═════ Information provided

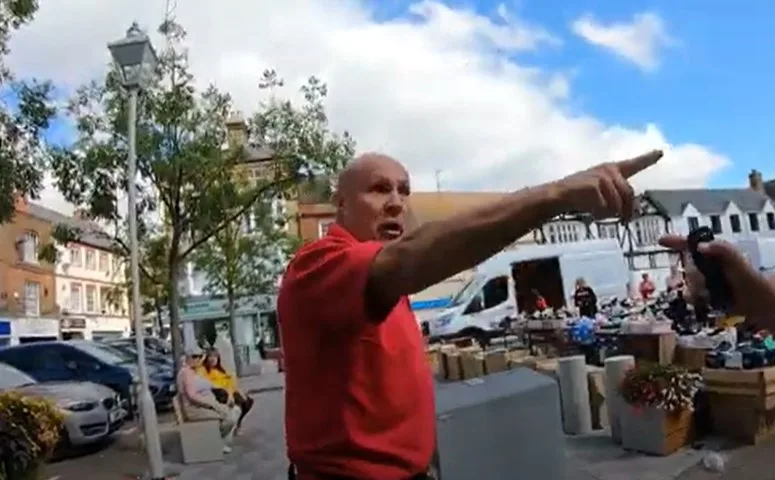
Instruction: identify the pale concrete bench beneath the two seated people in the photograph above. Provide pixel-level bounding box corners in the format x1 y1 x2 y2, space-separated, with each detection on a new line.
172 395 224 464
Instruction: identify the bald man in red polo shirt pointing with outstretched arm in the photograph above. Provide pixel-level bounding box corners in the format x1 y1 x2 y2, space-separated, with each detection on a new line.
277 151 662 480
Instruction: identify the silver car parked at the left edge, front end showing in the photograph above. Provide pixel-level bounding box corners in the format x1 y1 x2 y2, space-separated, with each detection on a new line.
0 363 127 446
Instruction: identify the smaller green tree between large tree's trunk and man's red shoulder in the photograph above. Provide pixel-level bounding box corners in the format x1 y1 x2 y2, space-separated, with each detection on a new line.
193 187 293 372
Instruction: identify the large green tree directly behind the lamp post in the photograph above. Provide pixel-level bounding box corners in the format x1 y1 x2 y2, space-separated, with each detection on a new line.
45 22 352 361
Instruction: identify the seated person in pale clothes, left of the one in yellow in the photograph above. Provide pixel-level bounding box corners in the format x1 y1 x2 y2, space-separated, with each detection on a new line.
177 348 240 453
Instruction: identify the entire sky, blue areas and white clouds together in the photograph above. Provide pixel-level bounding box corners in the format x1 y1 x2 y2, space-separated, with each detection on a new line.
21 0 775 197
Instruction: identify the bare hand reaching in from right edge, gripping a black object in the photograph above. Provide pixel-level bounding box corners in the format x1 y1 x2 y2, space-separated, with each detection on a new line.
659 235 775 331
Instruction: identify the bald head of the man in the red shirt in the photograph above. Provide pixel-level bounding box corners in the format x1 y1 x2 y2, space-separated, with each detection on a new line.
334 153 410 241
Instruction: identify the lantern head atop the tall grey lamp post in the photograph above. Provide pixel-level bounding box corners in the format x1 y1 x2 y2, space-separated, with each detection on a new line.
108 22 158 89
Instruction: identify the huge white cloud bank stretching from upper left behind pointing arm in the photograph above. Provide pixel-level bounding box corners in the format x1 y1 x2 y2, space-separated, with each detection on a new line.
10 0 728 214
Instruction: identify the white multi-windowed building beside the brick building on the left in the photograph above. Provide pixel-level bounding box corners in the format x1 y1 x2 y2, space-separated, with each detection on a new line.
55 211 131 340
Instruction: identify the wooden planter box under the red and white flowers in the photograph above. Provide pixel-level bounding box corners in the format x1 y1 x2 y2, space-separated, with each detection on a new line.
621 406 693 455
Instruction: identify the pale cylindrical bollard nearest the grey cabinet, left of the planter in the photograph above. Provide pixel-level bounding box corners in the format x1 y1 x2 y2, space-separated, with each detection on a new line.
557 355 592 435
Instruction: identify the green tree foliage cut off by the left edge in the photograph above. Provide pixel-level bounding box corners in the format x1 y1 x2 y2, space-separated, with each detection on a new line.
0 0 56 224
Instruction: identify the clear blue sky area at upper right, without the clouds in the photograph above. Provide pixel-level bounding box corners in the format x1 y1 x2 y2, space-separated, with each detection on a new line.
364 0 775 187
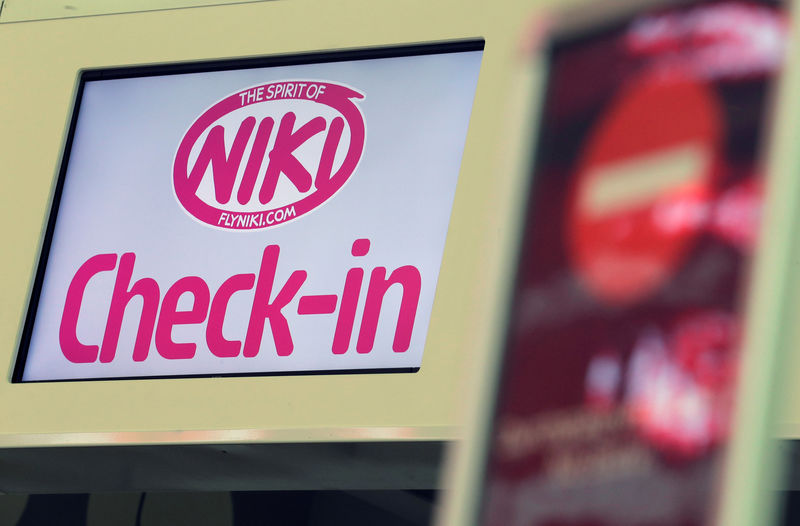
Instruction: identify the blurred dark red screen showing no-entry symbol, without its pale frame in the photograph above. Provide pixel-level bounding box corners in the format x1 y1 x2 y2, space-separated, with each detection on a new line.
477 1 786 526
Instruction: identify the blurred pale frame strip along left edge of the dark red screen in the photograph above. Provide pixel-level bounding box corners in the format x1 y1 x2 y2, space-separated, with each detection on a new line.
434 9 550 526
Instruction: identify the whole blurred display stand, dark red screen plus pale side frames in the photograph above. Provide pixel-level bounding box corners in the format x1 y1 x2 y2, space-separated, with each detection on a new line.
439 1 800 526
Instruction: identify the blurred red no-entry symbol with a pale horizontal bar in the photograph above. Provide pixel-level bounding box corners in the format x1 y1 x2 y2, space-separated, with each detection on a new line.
567 72 722 304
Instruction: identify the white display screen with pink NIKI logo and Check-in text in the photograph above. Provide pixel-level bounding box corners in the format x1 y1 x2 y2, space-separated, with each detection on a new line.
14 43 482 381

══════════

Task objective
Leave the images aside and retype each line of the listing above exactly.

Exercise response
Instruction: identify the pale concrete bench beneath the two seated people in the photograph above. Provide pixel-level bounding box corners in the format x1 y1 x2 y2, space-separated, with each detection on a new line.
172 395 224 464
Instruction: identify the bald man in red polo shirt pointing with outstretched arm in the photograph above. Provide pixel-level bounding box corners in the format x1 y1 x2 y2, space-separated, with each detection on a new line.
277 151 662 480
Instruction: identify the silver car parked at the left edge, front end showing in the photograph above. Provide pixel-level bounding box corners in the format x1 y1 x2 y2, space-separated, with each detection on a new line.
0 363 127 446
Instruction: identify the smaller green tree between large tree's trunk and man's red shoulder in the photograph above. Provide pixel-level bounding box corners in the format x1 y1 x2 y2, space-separated, with each detection on a new line.
193 187 293 372
Instruction: identify the large green tree directly behind the lamp post in the photograph above. Provide pixel-level bounding box corners in the format x1 y1 x2 y2, space-separated, with each detection on a new line.
45 22 352 361
Instruction: identify the seated person in pale clothes, left of the one in yellow in the photograph above. Provide pixel-level bounding box corners in the format x1 y1 x2 y2, space-separated, with each detection on a new line.
177 348 240 453
Instruction: identify the entire sky, blue areas and white clouds together in the photograph above. Provide pixel-level bounding box corners in the format x1 y1 x2 y2, space-separated, with each detection on a new line.
21 0 775 197
Instruction: identify the bare hand reaching in from right edge, gripping a black object in the photograph above. Provide pixel-level bounding box corners in the format x1 y1 x2 y2, space-separated, with each detection on a new line.
659 235 775 331
Instruction: identify the bald head of the man in the red shirt in the photograph above. Provide pixel-level bounding box corners in the format x1 y1 x2 y2, space-separated, with each detection on a new line.
334 153 410 241
Instruction: identify the lantern head atop the tall grey lamp post in the photograph above. Provide pixel-level bounding box corners in the format x1 y1 x2 y2, space-separated, with each detection on a new line.
108 22 158 89
Instruction: identify the huge white cloud bank stretching from upper left behind pointing arm in the photograph above. Provide pixel-level bounding box corners in the format x1 y1 x2 y2, space-separated, with each detection on a new line.
10 0 728 214
Instruction: identify the white multi-windowed building beside the brick building on the left in the photograph above. Provide pixel-level bounding box corners in the format x1 y1 x2 y2, space-separated, with each detection on a new line.
55 211 131 340
Instruction: identify the wooden planter box under the red and white flowers in the photograph above. Provide pixel-level bounding box corners in the format x1 y1 x2 y2, space-separated, with each detection on a new line.
621 406 693 455
Instruction: identify the pale cylindrical bollard nearest the grey cabinet, left of the planter in the photograph above. Provide pixel-level bounding box corners in the format x1 y1 x2 y2, space-separated, with each detection on a new line.
557 355 592 435
Instruction: identify the green tree foliage cut off by the left edge in the photograph above. Provide pixel-level bounding box corners in the format x1 y1 x2 y2, space-separated, with each detection on a new line.
0 0 56 224
Instruction: identify the clear blue sky area at upper right, without the clouds in the photograph above. Provide pixel-level bounding box corners in the format x1 y1 x2 y2, space-separated, with each detection on a new line.
364 0 775 187
Instruction: identify the blurred dark red screen showing no-entry symbol, without its pale frame in the photograph above. Provide pixel-level bounding box corners in the format x1 y1 x2 y2, space-separated, with each detection on a new line.
477 1 786 526
Instruction: identify the blurred pale frame strip along left edge of the dark red screen in the photograph above. Provide pixel-level bounding box corners in the format x1 y1 x2 y2, space-separated, with each detection on a new line.
434 9 550 526
Instruction: identify the whole blurred display stand, dark red screen plus pale side frames in the photograph above. Provide pixel-level bounding box corners in the format x1 y1 x2 y2, space-separated, with each detection on a new line.
439 1 800 526
Instruction: identify the blurred red no-entry symbol with a pale horizontal bar in the photograph above. Provide pixel-level bounding box corners in the format x1 y1 x2 y2, space-separated, with each detection on a new line.
567 72 722 304
Instruction: identify the white display screen with pink NIKI logo and Check-in text in the photograph above. Provide pixel-level bounding box corners in the format x1 y1 x2 y2, space-separated, with each detection on a new line.
14 43 482 381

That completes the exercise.